Without the pictures, set down exactly the lines from the one that contains "(579,246) (no space after the comma)." to the end of the entries, both included, and nothing besides.

(Stored data entries)
>>>>>

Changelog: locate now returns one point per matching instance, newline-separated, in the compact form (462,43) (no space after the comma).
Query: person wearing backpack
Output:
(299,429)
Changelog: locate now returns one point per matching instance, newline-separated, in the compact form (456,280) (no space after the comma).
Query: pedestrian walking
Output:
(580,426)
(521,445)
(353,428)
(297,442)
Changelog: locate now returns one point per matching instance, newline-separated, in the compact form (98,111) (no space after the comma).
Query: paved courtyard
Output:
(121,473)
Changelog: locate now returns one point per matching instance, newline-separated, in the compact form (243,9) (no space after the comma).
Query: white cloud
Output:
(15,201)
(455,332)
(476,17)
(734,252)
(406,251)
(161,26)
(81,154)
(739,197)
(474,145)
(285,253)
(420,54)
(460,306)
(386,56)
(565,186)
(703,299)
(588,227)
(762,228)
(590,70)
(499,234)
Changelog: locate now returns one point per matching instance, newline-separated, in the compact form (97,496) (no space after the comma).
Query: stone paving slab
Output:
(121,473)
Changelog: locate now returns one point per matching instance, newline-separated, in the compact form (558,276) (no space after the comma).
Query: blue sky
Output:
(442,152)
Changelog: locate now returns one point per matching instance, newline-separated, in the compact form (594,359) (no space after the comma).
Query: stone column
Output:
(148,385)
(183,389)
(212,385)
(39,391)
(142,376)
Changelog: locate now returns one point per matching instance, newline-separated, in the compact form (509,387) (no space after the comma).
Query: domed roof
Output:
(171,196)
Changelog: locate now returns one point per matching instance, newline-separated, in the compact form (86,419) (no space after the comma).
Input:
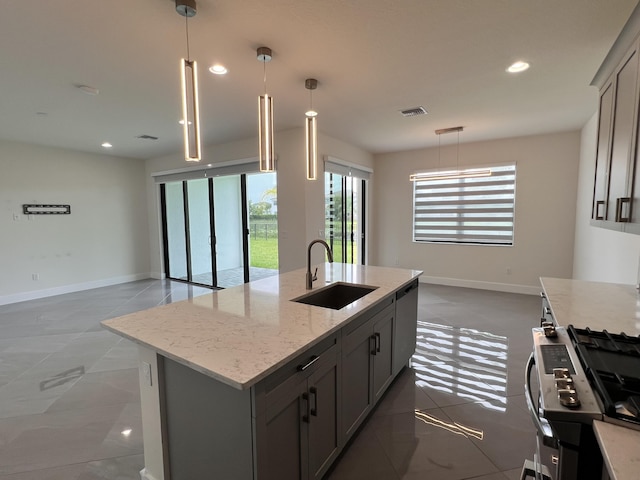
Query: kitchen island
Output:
(245,383)
(600,306)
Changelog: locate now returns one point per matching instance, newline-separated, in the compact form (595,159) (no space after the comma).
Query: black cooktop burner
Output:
(612,363)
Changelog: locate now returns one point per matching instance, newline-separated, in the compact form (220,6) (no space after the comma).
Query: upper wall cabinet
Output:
(616,189)
(615,160)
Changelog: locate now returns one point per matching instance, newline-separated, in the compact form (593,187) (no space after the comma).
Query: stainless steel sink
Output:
(336,295)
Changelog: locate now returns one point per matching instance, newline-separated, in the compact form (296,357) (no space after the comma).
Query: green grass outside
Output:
(264,252)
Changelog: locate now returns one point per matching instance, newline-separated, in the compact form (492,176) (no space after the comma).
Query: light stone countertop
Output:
(242,334)
(600,306)
(620,449)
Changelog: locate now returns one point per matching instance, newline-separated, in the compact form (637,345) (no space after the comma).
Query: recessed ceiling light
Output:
(518,67)
(88,89)
(218,69)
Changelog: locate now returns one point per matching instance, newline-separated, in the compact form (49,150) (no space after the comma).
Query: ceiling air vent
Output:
(412,112)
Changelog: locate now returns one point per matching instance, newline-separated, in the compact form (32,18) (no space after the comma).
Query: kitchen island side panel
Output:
(209,426)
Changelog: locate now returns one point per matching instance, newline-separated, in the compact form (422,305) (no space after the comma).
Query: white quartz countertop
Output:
(599,306)
(615,308)
(242,334)
(620,449)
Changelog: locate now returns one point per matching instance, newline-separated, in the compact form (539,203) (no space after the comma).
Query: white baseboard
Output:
(145,475)
(76,287)
(497,287)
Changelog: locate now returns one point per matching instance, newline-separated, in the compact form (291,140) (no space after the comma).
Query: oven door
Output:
(546,442)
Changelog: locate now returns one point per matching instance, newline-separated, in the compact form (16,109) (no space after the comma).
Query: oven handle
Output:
(541,424)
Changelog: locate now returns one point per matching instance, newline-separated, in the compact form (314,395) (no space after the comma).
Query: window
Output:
(465,210)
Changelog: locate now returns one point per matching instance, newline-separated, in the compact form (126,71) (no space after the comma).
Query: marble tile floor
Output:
(70,409)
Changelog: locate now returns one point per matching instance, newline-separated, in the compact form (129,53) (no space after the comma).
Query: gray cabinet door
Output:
(324,416)
(598,211)
(285,444)
(357,396)
(622,147)
(382,352)
(300,432)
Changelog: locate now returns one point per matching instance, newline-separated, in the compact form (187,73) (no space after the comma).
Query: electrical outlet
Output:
(146,373)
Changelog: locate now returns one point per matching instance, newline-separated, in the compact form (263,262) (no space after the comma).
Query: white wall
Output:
(546,185)
(300,202)
(600,255)
(104,239)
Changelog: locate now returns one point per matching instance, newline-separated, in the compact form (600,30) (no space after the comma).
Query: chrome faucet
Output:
(311,277)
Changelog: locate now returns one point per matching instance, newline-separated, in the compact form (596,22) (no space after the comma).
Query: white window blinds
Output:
(466,210)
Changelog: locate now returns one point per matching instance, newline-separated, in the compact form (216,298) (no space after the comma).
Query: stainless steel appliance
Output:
(581,375)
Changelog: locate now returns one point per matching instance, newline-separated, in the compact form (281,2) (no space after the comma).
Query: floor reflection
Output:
(453,427)
(464,362)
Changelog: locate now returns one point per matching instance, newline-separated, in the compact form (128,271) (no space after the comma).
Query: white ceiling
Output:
(372,58)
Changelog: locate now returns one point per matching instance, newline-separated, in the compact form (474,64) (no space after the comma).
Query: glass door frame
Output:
(348,236)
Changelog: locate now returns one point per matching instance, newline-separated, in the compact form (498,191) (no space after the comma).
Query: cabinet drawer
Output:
(297,370)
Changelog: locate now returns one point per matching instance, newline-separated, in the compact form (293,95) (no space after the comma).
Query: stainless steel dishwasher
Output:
(406,324)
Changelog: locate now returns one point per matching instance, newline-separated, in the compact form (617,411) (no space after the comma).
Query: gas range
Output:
(582,375)
(612,364)
(586,375)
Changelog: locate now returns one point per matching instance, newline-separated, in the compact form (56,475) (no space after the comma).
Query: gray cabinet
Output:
(298,427)
(294,423)
(615,203)
(367,363)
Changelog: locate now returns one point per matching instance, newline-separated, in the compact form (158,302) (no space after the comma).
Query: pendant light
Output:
(450,174)
(265,119)
(311,131)
(189,85)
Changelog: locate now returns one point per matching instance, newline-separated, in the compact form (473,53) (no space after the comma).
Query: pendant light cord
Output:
(458,153)
(264,66)
(186,24)
(438,152)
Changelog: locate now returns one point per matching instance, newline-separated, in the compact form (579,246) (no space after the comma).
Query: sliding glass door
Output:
(207,231)
(345,211)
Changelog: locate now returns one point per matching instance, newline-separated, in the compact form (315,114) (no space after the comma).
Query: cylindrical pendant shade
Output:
(190,110)
(265,133)
(311,147)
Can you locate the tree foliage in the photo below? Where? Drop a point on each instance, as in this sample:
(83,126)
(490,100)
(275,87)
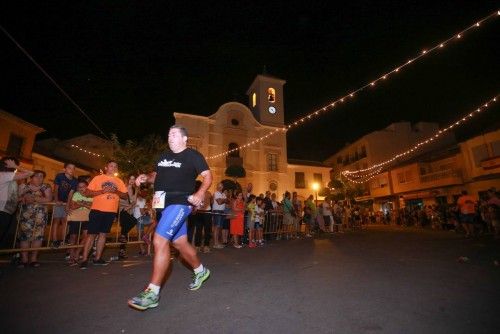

<<<<<

> **REPLY**:
Changelog: locate now returns one point per matching instance, newline-separated, in the compact form (579,246) (no space after the comma).
Query: sliding glass door
Output:
(207,231)
(345,211)
Changelog: locate now returns one point per matching instance, newline-separated, in the compact form (315,114) (no space after the comma).
Query: cylindrical pendant shade
Output:
(190,110)
(265,133)
(311,147)
Can you locate the tree foliage in the photo below? Where? Drop a point on each instance, as in this sample:
(83,126)
(490,100)
(275,87)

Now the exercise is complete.